(Exercise text begins)

Without a pacemaker, says physiologist Jan Huizinga, "gut muscles would generate contractions in a haphazard manner, and they could very easily go into a tonic contraction," a tight spasm from which they would be unable to relax. The pacemaker cells prevent that.

Researchers have suspected for some time that these cells--called the interstitial cells of Cajal--form the gut's pacemaker, but until Huizinga's work no one had been able to prove it. He and his colleagues dissected Cajal cells from the small intestines of mice. With tiny electrodes they measured the current across the cells' surfaces and detected a rhythmic flux of positively charged ions.

Huizinga believes that this flux, together with nerves signaling the presence of food, controls the contractions of gut muscles. When the cells' voltage is high, calcium channels in the gut muscles spring open, and the calcium inflow triggers the muscles to contract. When the voltage is low the gut muscles relax. There are 3 contractions per minute in the stomach and 12 per minute in the small intestine, says Huizinga.

The discovery may help people suffering from intestinal diseases like gastroparesis, which results from a failure of the gut muscles to contract properly. People with this disorder must be fed entirely by tube. Huizinga hopes that scientists will now be able to design drugs that can spur the nonfunctioning cells into action, or regenerate them where they have been destroyed by inflammatory bowel disease. "We now have a better understanding of how food moves through the stomach and small intestine," says Huizinga, "which also means we have a target cell for developing drugs."

(Exercise text ends)

_What to do:_
a) For the passage on the gut's pacemaker cells, decide whether each statement agrees with it: (i) Huizinga and his colleagues took Cajal cells from the small intestines of mice; (ii) the stomach has 12 contractions per minute; (iii) the gut muscles contract when the cells' voltage is low. Answer yes or no for each and quote the words that decide it.
b) Duplicate word for word the part of the passage on the gut's pacemaker cells from "Without a pacemaker, says" to "positively charged ions.".

(Record extracts begins)

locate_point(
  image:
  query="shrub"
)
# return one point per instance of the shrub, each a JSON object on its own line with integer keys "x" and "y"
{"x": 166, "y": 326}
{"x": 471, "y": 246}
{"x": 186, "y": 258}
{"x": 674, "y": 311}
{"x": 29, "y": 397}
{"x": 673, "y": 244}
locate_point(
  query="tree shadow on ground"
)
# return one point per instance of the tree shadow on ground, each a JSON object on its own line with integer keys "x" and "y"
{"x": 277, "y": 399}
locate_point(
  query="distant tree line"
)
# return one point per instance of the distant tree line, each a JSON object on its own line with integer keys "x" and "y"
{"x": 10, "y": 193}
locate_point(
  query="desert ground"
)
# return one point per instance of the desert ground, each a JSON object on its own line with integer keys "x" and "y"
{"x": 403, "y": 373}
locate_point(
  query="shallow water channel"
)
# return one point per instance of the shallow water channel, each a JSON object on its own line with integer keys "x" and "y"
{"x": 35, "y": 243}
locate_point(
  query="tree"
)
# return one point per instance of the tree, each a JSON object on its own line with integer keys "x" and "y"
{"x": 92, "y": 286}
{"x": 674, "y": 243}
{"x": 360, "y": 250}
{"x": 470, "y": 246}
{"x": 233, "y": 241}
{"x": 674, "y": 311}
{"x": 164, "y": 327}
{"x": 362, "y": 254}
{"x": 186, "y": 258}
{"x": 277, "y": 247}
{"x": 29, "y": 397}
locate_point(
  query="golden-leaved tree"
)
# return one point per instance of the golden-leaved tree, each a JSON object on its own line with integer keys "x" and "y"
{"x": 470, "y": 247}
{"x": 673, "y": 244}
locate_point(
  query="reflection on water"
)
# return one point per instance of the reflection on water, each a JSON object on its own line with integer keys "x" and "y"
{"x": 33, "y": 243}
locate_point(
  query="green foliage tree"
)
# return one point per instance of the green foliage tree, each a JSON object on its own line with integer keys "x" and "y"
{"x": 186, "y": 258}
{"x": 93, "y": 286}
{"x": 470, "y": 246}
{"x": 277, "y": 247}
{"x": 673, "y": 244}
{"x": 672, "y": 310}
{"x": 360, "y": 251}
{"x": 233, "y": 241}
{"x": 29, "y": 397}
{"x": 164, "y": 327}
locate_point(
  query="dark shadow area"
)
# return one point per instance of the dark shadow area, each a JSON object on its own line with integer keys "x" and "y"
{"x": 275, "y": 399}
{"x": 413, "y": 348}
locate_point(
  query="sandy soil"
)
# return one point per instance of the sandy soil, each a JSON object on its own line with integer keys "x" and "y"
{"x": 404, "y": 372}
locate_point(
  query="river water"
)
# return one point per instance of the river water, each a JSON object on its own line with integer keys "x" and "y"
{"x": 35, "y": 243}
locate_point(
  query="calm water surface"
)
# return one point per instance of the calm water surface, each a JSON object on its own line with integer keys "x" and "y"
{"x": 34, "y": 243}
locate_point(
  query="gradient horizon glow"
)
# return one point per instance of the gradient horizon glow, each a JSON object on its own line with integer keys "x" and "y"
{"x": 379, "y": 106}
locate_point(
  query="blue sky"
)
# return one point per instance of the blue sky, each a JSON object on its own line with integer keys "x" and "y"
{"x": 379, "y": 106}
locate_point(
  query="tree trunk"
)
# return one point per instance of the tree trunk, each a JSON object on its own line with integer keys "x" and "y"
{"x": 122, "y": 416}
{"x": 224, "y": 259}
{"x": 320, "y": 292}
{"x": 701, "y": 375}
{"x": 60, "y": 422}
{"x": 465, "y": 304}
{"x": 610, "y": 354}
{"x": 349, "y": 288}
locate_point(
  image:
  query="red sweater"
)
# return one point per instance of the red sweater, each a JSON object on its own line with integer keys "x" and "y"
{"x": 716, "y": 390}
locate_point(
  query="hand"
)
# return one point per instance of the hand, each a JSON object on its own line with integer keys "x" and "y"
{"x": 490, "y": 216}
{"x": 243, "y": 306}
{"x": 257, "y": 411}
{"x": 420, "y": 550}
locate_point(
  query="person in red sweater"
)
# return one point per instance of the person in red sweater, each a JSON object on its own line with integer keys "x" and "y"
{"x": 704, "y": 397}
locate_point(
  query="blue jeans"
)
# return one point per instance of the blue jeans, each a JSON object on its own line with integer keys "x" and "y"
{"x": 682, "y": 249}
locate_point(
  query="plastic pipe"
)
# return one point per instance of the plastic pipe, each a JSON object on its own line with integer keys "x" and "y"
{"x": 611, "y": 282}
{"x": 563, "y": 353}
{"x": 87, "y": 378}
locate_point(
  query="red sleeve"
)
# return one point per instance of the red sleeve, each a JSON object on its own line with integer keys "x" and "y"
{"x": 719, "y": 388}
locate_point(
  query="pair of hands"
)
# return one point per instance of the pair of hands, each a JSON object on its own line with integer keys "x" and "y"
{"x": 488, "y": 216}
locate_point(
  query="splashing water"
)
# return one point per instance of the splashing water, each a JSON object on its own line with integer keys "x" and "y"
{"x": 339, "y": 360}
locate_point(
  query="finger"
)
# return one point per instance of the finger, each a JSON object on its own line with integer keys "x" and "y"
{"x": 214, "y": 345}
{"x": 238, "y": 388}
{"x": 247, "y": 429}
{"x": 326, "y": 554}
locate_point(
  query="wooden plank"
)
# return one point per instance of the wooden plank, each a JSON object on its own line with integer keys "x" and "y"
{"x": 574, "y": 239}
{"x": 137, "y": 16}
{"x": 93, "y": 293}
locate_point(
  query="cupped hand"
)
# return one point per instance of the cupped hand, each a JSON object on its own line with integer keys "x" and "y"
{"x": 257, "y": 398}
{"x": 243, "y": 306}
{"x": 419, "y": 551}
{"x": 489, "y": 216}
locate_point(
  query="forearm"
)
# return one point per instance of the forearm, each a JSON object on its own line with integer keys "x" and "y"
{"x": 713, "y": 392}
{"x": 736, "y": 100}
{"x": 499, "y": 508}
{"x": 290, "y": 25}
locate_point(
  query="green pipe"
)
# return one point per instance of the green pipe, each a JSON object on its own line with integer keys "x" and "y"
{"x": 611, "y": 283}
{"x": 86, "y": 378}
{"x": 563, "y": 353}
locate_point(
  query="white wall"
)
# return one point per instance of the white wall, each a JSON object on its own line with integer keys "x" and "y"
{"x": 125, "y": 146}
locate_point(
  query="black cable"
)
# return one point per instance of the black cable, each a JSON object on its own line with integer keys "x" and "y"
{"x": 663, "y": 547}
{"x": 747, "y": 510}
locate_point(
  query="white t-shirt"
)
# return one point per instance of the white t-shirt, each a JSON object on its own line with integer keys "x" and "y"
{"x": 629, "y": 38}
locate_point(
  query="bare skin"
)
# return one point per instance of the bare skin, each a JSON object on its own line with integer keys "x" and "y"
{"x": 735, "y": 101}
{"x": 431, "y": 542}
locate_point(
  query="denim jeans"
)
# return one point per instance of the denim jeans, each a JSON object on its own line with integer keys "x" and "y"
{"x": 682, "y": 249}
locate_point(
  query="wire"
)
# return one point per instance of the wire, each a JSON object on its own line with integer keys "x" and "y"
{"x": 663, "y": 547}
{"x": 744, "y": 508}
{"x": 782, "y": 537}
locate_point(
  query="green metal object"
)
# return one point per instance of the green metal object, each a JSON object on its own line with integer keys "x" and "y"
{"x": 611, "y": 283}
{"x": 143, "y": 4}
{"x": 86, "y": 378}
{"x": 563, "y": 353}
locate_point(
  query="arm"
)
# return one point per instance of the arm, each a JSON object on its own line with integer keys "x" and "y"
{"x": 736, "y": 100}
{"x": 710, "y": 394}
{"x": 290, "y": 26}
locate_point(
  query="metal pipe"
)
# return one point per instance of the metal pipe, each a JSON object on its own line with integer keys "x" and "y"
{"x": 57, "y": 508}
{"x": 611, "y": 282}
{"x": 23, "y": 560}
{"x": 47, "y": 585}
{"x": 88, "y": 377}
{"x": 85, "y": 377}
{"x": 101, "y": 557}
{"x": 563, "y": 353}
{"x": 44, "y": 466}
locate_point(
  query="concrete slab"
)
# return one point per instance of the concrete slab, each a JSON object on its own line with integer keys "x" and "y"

(Record extracts ends)

_Responses by item number:_
a)
(i) Yes: "He and his colleagues dissected Cajal cells from the small intestines of mice."
(ii) No: "There are 3 contractions per minute in the stomach and 12 per minute in the small intestine"
(iii) No: "When the voltage is low the gut muscles relax."

b)
Without a pacemaker, says physiologist Jan Huizinga, "gut muscles would generate contractions in a haphazard manner, and they could very easily go into a tonic contraction," a tight spasm from which they would be unable to relax. The pacemaker cells prevent that.

Researchers have suspected for some time that these cells--called the interstitial cells of Cajal--form the gut's pacemaker, but until Huizinga's work no one had been able to prove it. He and his colleagues dissected Cajal cells from the small intestines of mice. With tiny electrodes they measured the current across the cells' surfaces and detected a rhythmic flux of positively charged ions.